Document section:
::::

I wonder what comes next.

Monday, November 17, 2014

Pope Francis To Visit NYC In 2015

Just a few years ago this is not something that would have gotten me excited.  But Pope Francis has been a breath of fresh air to the Catholic church, and his message has been inspiring.  Millions will be looking forward to his visit to NYC.  
On Thursday, Archbishop Bernardito Auza, the head of the Holy See’s permanent observer mission to the United Nations, told the Associated Press “if he comes to Philadelphia, he will come to New York.”
The 70th anniversary of the U.N.’s founding would be “the ideal time” for a papal visit, the archbishop said Nov. 13. Next year also marks the 50th anniversary of Pope Paul VI’s 1965 visit to the U.N., the first such visit from a Pope.

The Pope is now confirmed for Philly, so . . . maybe Brooklyn this time?

::::

[Pointing dataset records]

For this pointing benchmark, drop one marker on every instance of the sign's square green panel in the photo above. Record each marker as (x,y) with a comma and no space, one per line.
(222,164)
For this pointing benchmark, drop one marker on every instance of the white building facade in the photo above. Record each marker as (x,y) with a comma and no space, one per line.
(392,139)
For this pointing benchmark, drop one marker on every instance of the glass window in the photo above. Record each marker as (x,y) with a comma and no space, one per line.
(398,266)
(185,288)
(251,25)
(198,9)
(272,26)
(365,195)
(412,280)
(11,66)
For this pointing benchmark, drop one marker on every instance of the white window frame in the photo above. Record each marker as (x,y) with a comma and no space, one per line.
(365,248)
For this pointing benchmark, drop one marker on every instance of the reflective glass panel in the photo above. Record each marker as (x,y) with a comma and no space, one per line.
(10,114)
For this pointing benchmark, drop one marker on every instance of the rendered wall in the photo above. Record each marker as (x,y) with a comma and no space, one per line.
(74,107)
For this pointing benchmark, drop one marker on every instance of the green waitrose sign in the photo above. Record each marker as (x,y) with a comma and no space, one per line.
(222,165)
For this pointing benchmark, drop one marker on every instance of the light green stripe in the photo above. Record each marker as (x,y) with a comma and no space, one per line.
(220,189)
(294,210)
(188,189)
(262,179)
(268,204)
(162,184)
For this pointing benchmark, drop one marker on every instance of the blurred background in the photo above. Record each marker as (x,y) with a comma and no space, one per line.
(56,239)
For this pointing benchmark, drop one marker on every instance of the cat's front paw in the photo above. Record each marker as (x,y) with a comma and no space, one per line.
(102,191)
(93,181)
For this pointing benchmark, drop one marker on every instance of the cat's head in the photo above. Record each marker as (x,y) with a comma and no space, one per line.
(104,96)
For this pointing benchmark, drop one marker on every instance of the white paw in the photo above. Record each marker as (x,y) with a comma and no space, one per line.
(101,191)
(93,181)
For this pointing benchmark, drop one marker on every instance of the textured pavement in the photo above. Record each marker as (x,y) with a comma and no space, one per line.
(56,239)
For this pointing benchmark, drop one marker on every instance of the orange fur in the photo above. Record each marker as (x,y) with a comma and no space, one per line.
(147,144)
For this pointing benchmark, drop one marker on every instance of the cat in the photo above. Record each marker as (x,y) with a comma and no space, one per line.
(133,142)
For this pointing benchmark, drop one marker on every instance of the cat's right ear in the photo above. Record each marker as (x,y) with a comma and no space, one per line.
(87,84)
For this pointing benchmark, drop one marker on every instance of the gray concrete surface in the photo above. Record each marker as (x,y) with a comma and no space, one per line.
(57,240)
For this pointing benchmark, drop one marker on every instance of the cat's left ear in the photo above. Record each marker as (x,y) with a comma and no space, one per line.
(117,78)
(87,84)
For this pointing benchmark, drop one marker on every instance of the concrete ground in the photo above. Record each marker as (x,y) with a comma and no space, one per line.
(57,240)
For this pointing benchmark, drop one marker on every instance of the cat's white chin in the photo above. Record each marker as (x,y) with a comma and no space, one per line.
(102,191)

::::

Requirement 1:
Answer these questions using the blog post about Pope Francis's planned visit to New York:
(a) What position does Archbishop Bernardito Auza hold?
(b) Which anniversary of the U.N.'s founding did the archbishop call "the ideal time" for a papal visit?
(c) Which city is the Pope now confirmed to visit?
Requirement 2: Echo the part of the blog post that begins at the words "Just a few years" and stops after the words "visit to NYC.".

Exercise response 1:
(a) He is the head of the Holy See's permanent observer mission to the United Nations.
(b) The 70th anniversary.
(c) Philadelphia (Philly).

Exercise response 2:
Just a few years ago this is not something that would have gotten me excited.  But Pope Francis has been a breath of fresh air to the Catholic church, and his message has been inspiring.  Millions will be looking forward to his visit to NYC.